**YOUR INSTRUCTIONS**. Leave the images aside and output every entry exactly.

**RECORDS FOR THIS TASK**.
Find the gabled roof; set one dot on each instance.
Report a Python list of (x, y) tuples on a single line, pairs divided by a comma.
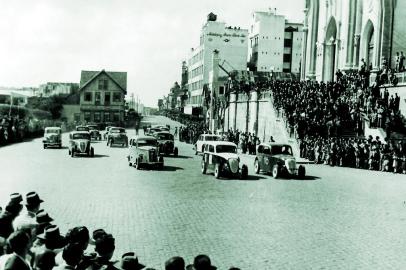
[(119, 78)]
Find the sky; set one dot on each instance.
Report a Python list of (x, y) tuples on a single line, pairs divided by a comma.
[(53, 40)]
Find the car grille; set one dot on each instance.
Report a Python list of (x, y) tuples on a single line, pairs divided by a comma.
[(233, 165), (82, 147), (152, 155)]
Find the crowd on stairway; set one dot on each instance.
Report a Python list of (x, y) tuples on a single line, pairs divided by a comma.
[(31, 240)]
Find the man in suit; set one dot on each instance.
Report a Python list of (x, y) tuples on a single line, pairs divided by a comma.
[(19, 243)]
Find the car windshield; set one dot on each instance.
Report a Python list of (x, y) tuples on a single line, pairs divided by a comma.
[(282, 149), (212, 138), (53, 131), (117, 130), (164, 136), (78, 136), (226, 149), (146, 142)]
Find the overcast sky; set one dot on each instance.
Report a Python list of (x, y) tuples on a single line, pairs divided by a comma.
[(53, 40)]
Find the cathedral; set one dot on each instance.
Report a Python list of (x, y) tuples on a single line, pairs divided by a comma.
[(339, 34)]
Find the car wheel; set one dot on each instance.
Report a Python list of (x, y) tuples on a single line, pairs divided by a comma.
[(217, 171), (275, 171), (203, 166), (244, 172), (301, 172), (257, 168)]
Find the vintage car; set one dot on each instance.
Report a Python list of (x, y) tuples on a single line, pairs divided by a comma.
[(52, 137), (203, 139), (144, 152), (79, 144), (278, 160), (166, 143), (222, 158), (82, 128), (117, 136), (106, 131), (94, 132)]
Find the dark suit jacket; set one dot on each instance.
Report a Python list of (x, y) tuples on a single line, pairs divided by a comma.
[(16, 263)]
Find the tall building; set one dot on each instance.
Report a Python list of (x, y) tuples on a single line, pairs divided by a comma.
[(231, 42), (339, 34), (274, 43)]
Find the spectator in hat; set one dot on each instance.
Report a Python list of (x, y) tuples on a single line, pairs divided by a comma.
[(43, 221), (202, 262), (71, 254), (7, 217), (19, 243), (129, 261), (78, 235), (104, 247), (27, 218), (45, 260), (175, 263)]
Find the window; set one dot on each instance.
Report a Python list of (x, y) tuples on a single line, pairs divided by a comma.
[(97, 97), (103, 84), (106, 117), (87, 116), (116, 97), (107, 98), (116, 117), (97, 117), (88, 97)]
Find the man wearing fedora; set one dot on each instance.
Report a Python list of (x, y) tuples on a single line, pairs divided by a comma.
[(19, 243), (11, 211), (28, 218)]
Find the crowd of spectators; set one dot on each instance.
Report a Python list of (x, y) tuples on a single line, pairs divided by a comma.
[(29, 239)]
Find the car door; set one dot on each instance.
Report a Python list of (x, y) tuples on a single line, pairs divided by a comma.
[(266, 161)]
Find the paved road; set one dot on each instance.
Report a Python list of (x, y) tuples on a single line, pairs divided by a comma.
[(338, 219)]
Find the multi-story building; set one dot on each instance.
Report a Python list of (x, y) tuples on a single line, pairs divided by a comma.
[(57, 88), (274, 43), (102, 96), (231, 42)]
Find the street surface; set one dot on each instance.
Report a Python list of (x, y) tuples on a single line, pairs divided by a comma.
[(338, 218)]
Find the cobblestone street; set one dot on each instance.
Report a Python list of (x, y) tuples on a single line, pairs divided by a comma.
[(337, 219)]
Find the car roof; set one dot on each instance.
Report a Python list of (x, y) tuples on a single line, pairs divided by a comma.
[(215, 143), (275, 144), (52, 128), (80, 132), (143, 138)]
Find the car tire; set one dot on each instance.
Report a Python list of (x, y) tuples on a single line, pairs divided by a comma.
[(257, 167), (244, 172), (301, 172), (217, 171), (203, 167), (275, 171)]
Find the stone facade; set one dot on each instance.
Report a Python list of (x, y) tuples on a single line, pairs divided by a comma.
[(339, 33)]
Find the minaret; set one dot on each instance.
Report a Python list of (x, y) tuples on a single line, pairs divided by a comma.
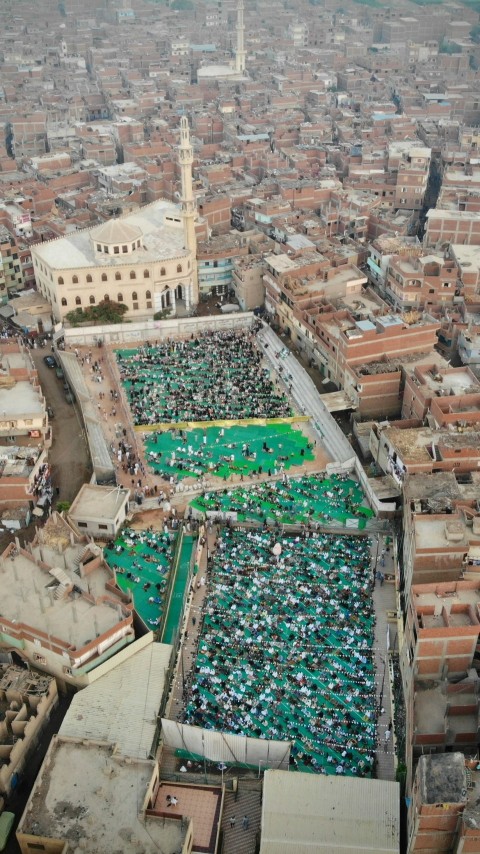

**OUTPUT**.
Find the gabled roof; set one dot on each instance.
Report a Python list of (x, y) tuples on a single line, pairs divided by a comma.
[(119, 78)]
Find the sky; set one dot on each instance.
Report a Python list of (x, y) tuples on a single line, pairs divided by a comma.
[(53, 40)]
Find the car grille; set one dot on each instance.
Report a Python list of (x, y) tuples on a single line, pairs divided by a comma.
[(233, 165), (82, 147), (152, 155)]
Find the crowd on stairway; set one dot on each instance.
Report a Python list of (x, y) tuples on a single line, pairs divided by a comma.
[(31, 240)]
Find the man in suit; set one dot on each instance.
Report a Python list of (x, y) tuples on a single line, pairs divided by a comma.
[(19, 243)]
Find the car windshield; set one dot on each instance.
Report a Python list of (x, y) tuples on a single line, pairs divided by a comma.
[(282, 149), (212, 138), (53, 131), (117, 130), (164, 136), (78, 136), (226, 149), (146, 142)]
Find the overcast sky; set one dot on each instance.
Report a Python list of (x, y) tuples on a single line, pairs divided by a comma.
[(53, 40)]
Find the cathedral; set one dot on each instance.
Report a Python list of (x, y) tuples on a single line, pairs divided by a comma.
[(339, 34)]
Find the car wheel; set one dot on each instance.
Report a Python list of (x, y) tuples on a single line, pairs divided by a comma.
[(217, 171), (275, 171), (203, 166), (244, 172), (301, 172), (257, 168)]
Find the vintage car; set one dot on each instance.
Report a Python list of (x, y) tuples on a single line, pairs divided by a comma.
[(52, 137), (203, 139), (144, 152), (79, 144), (278, 160), (166, 143), (222, 158), (82, 128), (117, 136), (106, 131), (94, 132)]
Find the dark suit jacket; set one dot on each instance.
Report a Python list of (x, y) tuples on a single line, pairs divided by a comma.
[(16, 263)]
Find the tall building; set one dot on each instance.
Report a Python list of (x, y) tuples on a single line, pairs divided by a comma.
[(231, 42), (339, 34), (274, 43)]
Find the spectator in hat; set one dot on each instance.
Report a Python list of (x, y) tuples on a single line, pairs divided by a comma.
[(43, 221), (202, 262), (71, 254), (7, 217), (19, 243), (129, 261), (78, 235), (104, 247), (27, 218), (45, 260), (175, 263)]
Find the window; set one dot on each instance.
Report a Python list of (x, y) tuples on a single line, pairs divided by a comma.
[(97, 97), (103, 84), (106, 117), (87, 116), (116, 97), (107, 98), (116, 117), (97, 117), (88, 97)]
Find the man wearing fedora; set one dot on each instance.
Report a Python list of (x, y) tuples on a single line, pairs divided by a comma.
[(19, 243), (11, 211), (28, 218)]
Find the crowd of spectators; set one dot on each instance.
Report a Python list of (x, y) tuples on a single line, pairs divided by a comma.
[(29, 239)]
Find the car door; set one dot on each instance.
Report a Python list of (x, y) tuples on a single line, pairs divided by a comma.
[(266, 161)]
Find the paved road; set one dot on each instance.
Report a Python list of (x, y) tuples on a single line, pairs divided by a comma.
[(338, 219)]
Find the multi-story building; set one dot on each instance.
Report a Python list of (x, y) tuples on a single line, pairs divided by a comma.
[(57, 88), (274, 43), (102, 96), (231, 42)]
Find the street surface; set one dot on each instance.
Report a Python list of (x, y) tuples on a single line, pairs divided by a comma.
[(338, 218)]
Find the cobblestone street; set one dot on each instance.
Report a Python list of (x, y) tuples on a single line, pairs divided by a comma.
[(337, 219)]
Find the car roof; set one dot on each instance.
Report a Python list of (x, y) tuples on a single line, pairs divided by a comma.
[(215, 143), (275, 144), (52, 128), (80, 132), (143, 138)]
Find the car tire; set one dot on each instance.
Report a Python list of (x, y) tuples on a single line, pairs divided by a comma.
[(257, 167), (244, 172), (301, 172), (217, 171), (203, 167), (275, 171)]
Find the stone facade; set one dot on each instance.
Report a Python list of (x, y) tuples on a single line, pairs divided by a comma.
[(339, 33)]
Find the minaret; set one dot on each instance.
Report a Python list of (x, y) tuples on a single line, pairs divided by a comma.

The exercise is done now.